Task directions
Output all of the lines below exactly, and leave out each image.

::: Recorded information

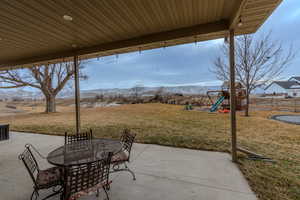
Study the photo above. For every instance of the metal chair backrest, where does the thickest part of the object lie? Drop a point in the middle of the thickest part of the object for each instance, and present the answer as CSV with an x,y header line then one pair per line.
x,y
127,140
30,163
78,137
83,178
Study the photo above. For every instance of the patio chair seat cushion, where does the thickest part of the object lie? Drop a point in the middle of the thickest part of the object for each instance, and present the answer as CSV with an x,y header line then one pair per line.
x,y
88,191
49,177
119,157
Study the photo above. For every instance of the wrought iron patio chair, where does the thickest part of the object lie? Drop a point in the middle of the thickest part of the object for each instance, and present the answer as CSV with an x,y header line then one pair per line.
x,y
123,157
42,179
81,180
78,137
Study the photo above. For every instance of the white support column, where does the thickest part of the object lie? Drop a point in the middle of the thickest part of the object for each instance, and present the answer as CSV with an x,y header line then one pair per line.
x,y
232,97
77,94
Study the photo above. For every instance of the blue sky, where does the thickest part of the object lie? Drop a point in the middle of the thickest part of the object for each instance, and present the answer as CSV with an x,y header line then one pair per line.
x,y
187,64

::::::

Response area
Study the photo above. For every instance of the metal chair backrest, where does the thickest part of the object lie? Drop a point in the middle of the thickest part of the object for each instance, and present the answer as CSV with an x,y header line then one pair per line.
x,y
127,140
30,163
78,137
83,178
Study the photo above. For every instance of the patio chair seat cushion, where does the thickest part of the object lie? Drop a point in the middle of the thickest part of the object for each instance, and present the answer as CSV with an x,y header line then one pair per line.
x,y
88,191
49,177
119,157
Study the photo above. For every instance of the wrought iron patio chair, where does the thickest part of the object lie? Drop a point in the middle of the thickest part of the object for each instance, and present the answer as CSV with an x,y header line then one pair per line.
x,y
123,157
42,179
81,180
78,137
Study the photo above. For every instance of the white support column, where does the thickest part of the object lie? Drop a point in the middle of the thickest part of the object for each instance, and present the answer as CSV with an x,y header line then one pair per line.
x,y
232,97
77,94
Study the photo above. For every instance of the blue sky, where does the thickest part of the object lie? Drop a point in the middle of the thickest part of the object for each instance, and present the answer as CSV with an x,y header line then one pair per line.
x,y
187,64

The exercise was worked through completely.